Dataset entries
((

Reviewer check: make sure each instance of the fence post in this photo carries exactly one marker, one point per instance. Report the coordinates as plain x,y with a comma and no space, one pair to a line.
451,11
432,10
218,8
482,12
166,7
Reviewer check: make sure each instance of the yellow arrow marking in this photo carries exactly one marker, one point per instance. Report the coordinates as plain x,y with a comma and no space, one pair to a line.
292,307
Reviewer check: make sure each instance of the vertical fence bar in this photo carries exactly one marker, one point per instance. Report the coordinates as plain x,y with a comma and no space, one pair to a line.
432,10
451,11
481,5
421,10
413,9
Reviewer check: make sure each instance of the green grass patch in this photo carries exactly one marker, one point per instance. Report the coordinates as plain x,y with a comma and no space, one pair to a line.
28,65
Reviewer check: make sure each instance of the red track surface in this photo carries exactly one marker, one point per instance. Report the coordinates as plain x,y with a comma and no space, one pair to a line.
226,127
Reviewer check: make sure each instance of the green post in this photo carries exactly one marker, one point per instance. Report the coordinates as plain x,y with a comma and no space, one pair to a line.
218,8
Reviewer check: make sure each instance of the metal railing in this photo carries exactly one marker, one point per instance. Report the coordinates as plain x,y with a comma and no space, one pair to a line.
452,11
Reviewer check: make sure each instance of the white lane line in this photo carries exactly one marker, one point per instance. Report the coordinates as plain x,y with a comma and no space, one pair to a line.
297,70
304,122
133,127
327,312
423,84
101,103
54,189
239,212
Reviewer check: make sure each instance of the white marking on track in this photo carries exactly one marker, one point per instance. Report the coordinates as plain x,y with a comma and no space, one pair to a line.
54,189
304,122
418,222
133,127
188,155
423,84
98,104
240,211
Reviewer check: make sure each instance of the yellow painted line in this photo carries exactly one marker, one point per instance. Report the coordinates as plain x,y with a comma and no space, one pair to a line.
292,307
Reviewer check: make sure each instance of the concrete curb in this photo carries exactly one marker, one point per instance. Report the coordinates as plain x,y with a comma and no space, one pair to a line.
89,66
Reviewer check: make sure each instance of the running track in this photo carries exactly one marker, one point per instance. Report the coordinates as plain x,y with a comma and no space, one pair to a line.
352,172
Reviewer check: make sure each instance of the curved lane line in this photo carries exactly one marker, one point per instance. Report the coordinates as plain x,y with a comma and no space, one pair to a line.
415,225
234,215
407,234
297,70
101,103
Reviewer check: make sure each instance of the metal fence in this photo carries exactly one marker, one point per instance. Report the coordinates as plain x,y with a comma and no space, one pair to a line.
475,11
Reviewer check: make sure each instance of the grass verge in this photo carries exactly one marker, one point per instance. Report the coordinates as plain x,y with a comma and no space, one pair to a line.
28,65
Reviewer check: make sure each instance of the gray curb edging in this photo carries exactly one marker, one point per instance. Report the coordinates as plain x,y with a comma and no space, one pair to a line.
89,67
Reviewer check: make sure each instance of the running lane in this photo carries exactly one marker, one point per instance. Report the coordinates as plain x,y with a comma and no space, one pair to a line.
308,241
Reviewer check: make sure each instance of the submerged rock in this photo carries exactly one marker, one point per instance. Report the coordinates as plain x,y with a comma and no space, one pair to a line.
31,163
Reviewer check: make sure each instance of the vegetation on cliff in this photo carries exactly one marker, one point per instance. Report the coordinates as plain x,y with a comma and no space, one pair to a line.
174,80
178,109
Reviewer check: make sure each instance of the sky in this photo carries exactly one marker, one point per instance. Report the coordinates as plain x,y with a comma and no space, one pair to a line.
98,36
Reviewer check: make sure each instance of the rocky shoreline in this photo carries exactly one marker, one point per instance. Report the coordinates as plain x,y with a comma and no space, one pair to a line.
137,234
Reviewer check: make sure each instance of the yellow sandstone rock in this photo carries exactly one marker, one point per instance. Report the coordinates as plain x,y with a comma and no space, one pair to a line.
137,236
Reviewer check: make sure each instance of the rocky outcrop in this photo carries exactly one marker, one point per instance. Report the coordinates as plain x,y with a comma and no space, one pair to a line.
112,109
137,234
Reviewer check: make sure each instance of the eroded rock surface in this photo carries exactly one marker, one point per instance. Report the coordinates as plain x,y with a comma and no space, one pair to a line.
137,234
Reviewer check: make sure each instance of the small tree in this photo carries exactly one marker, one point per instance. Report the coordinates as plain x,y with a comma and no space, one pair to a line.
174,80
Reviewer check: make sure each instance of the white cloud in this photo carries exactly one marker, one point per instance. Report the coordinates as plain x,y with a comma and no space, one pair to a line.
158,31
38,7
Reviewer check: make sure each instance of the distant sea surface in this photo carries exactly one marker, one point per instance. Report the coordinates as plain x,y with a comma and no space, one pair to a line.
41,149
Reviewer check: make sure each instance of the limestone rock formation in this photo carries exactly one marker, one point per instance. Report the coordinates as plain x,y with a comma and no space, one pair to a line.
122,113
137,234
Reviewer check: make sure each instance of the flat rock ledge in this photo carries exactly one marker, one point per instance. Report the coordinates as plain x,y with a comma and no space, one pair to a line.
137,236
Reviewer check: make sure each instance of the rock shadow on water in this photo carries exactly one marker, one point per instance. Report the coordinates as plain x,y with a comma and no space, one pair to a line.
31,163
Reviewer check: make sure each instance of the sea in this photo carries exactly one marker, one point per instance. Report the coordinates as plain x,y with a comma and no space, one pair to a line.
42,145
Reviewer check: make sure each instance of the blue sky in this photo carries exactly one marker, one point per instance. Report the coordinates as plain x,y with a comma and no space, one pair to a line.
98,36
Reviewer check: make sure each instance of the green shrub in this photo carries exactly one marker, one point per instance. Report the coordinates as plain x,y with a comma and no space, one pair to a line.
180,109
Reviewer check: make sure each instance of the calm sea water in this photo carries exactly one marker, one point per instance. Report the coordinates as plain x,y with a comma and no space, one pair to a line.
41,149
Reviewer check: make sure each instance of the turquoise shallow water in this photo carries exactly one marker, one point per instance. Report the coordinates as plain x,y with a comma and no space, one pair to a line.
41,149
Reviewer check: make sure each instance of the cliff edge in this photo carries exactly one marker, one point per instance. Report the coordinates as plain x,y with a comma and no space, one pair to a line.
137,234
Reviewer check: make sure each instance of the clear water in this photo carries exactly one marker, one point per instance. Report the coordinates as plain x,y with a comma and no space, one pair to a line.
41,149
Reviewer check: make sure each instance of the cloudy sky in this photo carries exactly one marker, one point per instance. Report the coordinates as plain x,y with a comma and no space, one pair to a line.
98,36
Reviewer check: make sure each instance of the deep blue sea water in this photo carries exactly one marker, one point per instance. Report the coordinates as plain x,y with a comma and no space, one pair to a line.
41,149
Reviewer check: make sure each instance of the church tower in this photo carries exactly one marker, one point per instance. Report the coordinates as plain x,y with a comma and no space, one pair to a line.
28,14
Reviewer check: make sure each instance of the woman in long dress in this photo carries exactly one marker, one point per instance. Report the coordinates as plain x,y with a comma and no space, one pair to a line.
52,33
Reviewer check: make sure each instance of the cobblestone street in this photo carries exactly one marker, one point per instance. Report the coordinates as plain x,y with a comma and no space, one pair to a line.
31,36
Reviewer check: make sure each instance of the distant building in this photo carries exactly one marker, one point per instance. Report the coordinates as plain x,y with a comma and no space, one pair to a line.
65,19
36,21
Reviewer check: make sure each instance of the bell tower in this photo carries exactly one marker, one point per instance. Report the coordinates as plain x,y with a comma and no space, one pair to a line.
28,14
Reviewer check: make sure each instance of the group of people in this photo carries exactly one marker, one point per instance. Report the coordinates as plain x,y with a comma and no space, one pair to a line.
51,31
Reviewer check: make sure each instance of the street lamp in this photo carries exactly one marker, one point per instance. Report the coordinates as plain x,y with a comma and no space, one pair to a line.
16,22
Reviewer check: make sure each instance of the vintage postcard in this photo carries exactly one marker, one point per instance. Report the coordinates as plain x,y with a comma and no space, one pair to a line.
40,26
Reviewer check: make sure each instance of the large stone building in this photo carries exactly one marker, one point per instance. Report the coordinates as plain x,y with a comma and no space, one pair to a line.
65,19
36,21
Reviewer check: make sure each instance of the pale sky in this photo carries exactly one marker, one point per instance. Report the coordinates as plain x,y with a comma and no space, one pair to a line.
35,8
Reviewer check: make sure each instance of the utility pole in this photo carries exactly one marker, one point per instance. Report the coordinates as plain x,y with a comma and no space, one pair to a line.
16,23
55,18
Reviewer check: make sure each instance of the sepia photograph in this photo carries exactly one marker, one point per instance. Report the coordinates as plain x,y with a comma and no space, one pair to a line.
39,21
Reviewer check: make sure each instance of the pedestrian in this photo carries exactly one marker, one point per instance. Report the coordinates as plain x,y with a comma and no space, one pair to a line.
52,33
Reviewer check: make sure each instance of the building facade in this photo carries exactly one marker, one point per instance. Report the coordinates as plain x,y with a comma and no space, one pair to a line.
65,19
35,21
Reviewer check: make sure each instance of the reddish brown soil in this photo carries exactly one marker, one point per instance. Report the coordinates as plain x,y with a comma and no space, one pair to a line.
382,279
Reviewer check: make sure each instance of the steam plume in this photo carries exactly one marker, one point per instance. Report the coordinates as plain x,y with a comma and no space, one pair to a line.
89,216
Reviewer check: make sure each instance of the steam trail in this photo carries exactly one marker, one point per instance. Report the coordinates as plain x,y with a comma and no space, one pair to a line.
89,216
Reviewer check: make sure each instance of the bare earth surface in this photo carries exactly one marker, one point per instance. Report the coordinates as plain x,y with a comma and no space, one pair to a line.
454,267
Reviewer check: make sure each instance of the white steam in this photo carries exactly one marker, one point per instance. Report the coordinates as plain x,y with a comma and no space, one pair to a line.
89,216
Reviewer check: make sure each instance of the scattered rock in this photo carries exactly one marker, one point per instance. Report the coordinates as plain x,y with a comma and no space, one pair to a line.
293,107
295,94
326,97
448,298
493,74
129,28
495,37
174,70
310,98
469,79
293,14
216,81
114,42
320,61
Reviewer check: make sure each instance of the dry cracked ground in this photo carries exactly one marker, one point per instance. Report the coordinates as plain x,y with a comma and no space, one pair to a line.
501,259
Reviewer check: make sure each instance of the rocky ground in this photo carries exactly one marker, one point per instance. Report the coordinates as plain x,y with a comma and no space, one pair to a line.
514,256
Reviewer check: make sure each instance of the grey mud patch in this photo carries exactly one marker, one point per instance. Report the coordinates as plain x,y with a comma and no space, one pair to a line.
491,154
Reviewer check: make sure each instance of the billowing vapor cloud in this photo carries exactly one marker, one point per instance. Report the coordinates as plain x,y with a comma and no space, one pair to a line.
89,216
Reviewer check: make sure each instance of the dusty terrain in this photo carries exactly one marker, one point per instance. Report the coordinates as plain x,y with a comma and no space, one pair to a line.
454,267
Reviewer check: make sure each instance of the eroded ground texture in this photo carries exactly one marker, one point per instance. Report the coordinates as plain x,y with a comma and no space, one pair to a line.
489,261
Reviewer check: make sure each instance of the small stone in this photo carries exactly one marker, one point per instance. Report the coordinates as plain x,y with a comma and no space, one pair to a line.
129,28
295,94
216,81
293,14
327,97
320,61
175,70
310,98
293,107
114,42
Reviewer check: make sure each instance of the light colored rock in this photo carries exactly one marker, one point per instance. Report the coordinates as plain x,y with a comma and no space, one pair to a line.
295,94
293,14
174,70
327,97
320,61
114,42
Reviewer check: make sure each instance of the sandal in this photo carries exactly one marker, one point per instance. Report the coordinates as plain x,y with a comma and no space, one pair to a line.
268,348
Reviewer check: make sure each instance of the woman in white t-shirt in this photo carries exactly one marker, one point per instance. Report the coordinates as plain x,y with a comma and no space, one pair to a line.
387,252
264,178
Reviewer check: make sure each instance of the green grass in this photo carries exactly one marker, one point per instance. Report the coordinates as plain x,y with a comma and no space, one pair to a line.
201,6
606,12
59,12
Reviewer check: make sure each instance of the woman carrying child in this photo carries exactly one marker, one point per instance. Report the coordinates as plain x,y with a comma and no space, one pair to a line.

))

Exercise prompt:
Your task is to copy exactly, and only, the lines from the line with "Reviewer check: make sure each instance of the sandal" through the last line of the entries, both included.

Result for this exercise:
Reviewer check: make sure each instance of the sandal in this photo carries exactly one marker, one point per instance. Report the coordinates as plain x,y with a comma and no space, one pair to a line.
268,348
Reviewer check: make sure each instance of the woman in white t-shirt in this photo carries exactly one marker, one point per instance. Report the coordinates as plain x,y with a comma and no space, one pair to a line.
387,252
264,178
Reviewer check: make sure each instance of the green grass in this photo carries exactly one marker, one point per instance. Report the coordinates as plain x,y with a comma and no space, one pair to a line.
201,6
606,12
59,12
Reviewer check: make sure each instance of the woman carrying child in this photo carries exactly one marker, one point per instance. Report the coordinates as plain x,y with a comma and no space, one pair to a line.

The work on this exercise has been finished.